Record extracts >>

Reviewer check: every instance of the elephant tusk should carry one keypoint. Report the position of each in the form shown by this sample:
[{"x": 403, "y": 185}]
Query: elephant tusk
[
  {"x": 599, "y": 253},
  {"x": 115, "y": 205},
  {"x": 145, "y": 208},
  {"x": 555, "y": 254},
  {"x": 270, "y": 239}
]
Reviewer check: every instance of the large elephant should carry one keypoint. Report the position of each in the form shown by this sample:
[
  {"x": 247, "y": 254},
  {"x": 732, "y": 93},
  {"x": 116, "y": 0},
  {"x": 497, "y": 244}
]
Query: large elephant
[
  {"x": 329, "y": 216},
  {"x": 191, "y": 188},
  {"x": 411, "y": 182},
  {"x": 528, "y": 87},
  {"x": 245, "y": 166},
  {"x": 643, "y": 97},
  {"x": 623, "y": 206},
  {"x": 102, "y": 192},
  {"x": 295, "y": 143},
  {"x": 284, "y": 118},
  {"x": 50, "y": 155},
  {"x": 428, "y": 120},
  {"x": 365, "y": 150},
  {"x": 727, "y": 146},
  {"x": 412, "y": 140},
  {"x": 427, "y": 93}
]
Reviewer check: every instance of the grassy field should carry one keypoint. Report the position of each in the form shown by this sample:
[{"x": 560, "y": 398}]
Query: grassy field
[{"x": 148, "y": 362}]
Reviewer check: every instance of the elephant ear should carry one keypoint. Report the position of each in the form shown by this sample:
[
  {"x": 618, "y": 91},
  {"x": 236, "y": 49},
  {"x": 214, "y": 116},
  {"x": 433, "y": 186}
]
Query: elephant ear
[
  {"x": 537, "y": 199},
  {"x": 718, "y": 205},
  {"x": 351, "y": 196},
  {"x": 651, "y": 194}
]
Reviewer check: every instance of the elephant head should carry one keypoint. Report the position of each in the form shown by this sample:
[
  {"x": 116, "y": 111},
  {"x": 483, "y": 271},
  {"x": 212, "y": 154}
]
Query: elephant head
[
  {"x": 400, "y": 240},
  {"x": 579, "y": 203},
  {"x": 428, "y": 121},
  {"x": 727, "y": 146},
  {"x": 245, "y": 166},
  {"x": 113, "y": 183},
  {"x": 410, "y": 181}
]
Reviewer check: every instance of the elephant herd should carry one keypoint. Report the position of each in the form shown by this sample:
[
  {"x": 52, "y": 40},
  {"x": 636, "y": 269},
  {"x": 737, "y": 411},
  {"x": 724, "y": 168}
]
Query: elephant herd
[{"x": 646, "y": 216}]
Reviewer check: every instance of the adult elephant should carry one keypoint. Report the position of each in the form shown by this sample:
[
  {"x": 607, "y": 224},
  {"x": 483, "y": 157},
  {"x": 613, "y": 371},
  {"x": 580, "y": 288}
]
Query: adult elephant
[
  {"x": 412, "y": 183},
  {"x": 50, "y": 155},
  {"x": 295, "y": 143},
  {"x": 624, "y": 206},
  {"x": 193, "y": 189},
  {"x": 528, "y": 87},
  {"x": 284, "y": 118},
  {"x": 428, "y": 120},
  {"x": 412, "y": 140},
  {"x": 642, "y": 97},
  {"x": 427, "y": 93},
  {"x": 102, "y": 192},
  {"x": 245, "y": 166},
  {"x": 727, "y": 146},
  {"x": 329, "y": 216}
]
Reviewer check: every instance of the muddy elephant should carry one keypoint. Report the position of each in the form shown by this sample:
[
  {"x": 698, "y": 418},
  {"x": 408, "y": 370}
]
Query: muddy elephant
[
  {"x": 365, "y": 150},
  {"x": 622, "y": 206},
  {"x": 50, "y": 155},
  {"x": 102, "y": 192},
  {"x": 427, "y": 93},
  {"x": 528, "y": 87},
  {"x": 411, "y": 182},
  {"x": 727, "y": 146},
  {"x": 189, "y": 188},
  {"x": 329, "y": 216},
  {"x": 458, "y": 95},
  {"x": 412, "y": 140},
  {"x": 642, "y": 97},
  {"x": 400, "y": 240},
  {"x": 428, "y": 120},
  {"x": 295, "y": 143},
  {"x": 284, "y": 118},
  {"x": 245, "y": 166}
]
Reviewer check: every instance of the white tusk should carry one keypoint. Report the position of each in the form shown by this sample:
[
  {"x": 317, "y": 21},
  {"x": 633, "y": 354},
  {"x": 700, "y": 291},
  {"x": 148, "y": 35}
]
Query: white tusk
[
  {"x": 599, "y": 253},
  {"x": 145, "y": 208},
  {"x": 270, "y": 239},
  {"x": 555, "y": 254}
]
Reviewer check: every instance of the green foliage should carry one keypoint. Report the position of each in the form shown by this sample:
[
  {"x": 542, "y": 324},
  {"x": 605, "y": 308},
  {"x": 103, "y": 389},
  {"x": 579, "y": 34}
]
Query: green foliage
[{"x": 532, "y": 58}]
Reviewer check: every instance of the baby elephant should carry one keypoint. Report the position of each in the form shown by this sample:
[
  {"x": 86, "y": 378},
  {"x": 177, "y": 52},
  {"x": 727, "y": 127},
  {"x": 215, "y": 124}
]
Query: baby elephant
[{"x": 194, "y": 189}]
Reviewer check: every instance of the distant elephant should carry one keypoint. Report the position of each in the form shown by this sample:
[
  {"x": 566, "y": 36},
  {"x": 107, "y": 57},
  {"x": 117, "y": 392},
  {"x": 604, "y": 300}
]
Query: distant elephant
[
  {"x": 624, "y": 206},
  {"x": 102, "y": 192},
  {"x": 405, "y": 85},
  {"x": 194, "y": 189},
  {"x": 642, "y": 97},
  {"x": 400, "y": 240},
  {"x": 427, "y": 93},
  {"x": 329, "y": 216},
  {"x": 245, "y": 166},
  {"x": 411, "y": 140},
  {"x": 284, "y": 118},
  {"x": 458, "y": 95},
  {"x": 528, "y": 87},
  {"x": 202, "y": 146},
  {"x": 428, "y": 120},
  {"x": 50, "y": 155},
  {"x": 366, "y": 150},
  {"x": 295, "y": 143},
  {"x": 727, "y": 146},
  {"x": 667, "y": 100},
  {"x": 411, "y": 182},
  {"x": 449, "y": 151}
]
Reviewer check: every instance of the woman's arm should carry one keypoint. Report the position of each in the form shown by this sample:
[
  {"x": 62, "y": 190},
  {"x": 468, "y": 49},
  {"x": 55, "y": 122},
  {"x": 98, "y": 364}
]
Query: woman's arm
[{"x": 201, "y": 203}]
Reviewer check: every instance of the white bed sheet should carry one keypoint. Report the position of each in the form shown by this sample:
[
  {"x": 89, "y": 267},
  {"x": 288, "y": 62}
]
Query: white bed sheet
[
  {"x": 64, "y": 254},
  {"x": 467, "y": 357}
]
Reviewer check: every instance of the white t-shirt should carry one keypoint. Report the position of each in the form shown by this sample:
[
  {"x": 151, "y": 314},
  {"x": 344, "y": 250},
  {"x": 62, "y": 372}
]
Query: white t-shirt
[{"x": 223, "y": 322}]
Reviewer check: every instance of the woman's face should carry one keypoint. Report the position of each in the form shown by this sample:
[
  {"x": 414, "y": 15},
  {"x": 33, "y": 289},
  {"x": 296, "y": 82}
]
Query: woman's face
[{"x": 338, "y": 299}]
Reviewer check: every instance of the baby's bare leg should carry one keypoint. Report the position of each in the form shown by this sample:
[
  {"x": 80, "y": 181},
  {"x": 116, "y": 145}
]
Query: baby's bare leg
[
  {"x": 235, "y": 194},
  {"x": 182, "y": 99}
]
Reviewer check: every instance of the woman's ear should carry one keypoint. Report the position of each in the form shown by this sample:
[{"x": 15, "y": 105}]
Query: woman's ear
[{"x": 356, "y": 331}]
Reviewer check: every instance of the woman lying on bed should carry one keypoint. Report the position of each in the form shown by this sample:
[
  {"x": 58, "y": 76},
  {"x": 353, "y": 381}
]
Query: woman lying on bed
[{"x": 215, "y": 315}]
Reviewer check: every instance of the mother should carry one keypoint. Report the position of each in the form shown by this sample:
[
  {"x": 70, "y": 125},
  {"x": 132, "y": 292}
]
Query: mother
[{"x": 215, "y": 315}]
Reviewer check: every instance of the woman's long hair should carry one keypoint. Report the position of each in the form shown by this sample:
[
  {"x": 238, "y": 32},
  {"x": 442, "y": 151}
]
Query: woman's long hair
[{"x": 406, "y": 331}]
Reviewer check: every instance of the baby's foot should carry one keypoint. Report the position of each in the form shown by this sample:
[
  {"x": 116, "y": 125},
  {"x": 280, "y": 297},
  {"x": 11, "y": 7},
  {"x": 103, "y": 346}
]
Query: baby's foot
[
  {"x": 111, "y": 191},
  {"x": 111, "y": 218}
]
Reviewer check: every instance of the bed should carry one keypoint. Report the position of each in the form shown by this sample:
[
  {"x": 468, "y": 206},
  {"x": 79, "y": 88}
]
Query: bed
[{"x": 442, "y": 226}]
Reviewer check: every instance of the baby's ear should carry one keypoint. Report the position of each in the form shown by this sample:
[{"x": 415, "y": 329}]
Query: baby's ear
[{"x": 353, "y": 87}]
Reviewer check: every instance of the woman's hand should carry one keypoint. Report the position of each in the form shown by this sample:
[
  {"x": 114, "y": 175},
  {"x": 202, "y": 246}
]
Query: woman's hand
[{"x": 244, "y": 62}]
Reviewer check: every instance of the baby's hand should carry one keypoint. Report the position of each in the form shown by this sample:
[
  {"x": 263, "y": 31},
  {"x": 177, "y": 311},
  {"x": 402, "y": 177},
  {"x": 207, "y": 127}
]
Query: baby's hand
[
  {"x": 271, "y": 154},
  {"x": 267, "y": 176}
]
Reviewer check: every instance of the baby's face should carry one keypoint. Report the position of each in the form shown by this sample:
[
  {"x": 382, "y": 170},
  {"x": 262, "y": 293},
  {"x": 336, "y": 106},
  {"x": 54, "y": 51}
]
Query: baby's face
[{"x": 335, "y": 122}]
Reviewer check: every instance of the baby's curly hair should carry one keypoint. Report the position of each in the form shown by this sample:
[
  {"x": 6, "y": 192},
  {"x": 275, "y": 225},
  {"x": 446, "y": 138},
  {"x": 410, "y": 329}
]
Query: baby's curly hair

What you are asked to do >>
Look over the listing above and copy each line that contains "curly".

Exercise answer >>
Reviewer check: every instance of the baby's curly hair should carry one keypoint. Report the position of each in the form shown by this sample:
Query: baby's curly hair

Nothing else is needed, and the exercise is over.